- [Task description] Work out how many lines of the listing hold the string "flower". Answer with that number alone.

- [Task inputs]
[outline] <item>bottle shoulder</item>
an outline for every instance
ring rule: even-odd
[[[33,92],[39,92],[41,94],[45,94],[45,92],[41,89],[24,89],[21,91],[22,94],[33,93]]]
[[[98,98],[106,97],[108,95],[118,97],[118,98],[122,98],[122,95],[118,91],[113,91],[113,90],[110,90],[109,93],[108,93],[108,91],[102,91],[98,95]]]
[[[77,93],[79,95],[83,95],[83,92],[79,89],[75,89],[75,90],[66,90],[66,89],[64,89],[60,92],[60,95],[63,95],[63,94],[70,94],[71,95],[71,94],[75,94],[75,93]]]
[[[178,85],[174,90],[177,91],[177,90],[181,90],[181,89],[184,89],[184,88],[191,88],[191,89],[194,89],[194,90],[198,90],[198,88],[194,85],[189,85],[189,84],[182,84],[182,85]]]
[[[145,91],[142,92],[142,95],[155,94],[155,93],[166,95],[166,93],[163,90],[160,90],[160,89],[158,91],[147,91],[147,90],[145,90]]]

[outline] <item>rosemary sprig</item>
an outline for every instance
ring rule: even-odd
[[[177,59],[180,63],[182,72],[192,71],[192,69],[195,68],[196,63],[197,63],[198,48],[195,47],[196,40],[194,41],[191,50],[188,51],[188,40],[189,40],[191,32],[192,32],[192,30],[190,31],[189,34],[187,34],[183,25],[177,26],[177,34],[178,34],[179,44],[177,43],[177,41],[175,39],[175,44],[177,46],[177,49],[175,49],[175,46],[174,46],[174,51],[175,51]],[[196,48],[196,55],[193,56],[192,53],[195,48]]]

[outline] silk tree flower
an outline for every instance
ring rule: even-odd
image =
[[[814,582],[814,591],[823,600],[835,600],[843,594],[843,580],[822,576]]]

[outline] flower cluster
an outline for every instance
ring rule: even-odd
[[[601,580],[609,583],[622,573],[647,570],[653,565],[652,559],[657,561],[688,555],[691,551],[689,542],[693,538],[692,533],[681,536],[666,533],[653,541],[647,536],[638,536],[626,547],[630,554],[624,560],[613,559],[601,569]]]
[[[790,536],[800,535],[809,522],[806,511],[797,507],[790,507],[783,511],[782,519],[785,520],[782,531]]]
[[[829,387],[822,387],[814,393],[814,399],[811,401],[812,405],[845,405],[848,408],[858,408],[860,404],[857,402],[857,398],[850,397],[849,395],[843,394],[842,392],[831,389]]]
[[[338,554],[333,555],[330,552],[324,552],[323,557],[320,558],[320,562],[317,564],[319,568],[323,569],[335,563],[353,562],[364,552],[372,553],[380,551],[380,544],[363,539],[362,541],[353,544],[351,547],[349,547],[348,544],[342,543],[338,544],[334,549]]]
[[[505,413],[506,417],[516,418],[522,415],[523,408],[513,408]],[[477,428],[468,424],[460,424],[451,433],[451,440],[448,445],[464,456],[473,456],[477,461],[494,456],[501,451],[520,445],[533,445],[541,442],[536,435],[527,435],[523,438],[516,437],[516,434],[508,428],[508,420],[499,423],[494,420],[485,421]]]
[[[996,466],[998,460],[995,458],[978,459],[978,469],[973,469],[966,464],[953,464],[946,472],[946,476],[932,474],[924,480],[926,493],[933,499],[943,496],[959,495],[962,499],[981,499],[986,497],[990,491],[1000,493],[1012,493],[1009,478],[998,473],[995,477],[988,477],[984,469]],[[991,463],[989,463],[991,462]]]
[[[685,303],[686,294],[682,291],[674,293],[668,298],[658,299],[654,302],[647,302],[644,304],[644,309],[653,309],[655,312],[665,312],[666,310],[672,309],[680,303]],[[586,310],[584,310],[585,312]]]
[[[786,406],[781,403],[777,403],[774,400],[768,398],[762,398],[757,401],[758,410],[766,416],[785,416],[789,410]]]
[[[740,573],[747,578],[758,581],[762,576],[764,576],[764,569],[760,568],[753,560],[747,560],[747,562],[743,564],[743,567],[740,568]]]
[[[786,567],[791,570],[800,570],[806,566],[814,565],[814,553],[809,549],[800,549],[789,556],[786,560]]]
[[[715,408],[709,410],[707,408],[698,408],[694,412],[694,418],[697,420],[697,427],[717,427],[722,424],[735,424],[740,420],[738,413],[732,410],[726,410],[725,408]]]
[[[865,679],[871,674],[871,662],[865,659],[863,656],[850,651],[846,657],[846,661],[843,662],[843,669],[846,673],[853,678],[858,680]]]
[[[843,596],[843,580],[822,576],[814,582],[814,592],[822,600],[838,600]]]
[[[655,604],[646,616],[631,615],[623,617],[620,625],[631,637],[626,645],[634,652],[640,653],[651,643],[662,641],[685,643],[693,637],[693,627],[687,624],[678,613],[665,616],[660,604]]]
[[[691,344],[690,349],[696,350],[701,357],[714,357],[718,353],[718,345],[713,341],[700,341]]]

- [Your response] 2